EXERCISE BRIEF — Please count the lines in the entries below that contain the string "dark" and reply with only that number.

= = = = =

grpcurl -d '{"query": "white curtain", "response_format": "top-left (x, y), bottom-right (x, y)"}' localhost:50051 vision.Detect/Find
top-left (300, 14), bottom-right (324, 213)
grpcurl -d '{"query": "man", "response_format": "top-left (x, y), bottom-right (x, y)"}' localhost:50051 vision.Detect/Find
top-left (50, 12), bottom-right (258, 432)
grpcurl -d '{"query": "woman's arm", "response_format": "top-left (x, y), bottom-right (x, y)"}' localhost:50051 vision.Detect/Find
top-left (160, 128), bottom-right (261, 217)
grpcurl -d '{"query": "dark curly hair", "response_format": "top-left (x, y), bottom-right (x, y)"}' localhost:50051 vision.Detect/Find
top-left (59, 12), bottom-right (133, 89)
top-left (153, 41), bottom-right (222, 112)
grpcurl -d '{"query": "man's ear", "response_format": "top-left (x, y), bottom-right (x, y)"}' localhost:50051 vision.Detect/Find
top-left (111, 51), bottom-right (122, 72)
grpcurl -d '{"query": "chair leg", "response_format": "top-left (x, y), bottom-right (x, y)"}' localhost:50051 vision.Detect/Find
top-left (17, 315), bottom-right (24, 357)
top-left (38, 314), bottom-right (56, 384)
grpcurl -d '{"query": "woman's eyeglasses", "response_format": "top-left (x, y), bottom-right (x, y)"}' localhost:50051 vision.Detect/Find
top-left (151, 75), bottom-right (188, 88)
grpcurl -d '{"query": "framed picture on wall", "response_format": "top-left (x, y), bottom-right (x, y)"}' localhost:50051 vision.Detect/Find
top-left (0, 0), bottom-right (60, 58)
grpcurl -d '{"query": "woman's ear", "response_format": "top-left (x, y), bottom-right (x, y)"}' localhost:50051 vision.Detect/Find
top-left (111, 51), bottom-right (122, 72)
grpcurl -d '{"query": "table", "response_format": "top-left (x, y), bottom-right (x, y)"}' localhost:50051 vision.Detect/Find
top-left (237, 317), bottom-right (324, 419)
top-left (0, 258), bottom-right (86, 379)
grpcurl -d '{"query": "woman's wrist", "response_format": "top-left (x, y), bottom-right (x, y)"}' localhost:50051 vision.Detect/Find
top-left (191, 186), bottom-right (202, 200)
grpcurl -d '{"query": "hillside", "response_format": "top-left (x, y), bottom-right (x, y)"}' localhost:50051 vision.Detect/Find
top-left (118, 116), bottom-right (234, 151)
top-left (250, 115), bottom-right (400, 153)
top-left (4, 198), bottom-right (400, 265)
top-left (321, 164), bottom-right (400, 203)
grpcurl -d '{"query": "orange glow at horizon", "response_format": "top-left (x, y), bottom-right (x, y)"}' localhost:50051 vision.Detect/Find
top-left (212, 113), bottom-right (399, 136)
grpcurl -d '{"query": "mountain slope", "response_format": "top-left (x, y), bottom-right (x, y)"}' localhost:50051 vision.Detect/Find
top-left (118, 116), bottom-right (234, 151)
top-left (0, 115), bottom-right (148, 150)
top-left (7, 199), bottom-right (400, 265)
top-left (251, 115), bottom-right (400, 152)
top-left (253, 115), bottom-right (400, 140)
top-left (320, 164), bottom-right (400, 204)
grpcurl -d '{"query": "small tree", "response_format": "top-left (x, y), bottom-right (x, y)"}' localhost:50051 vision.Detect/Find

= = = = =

RIGHT ANSWER — 1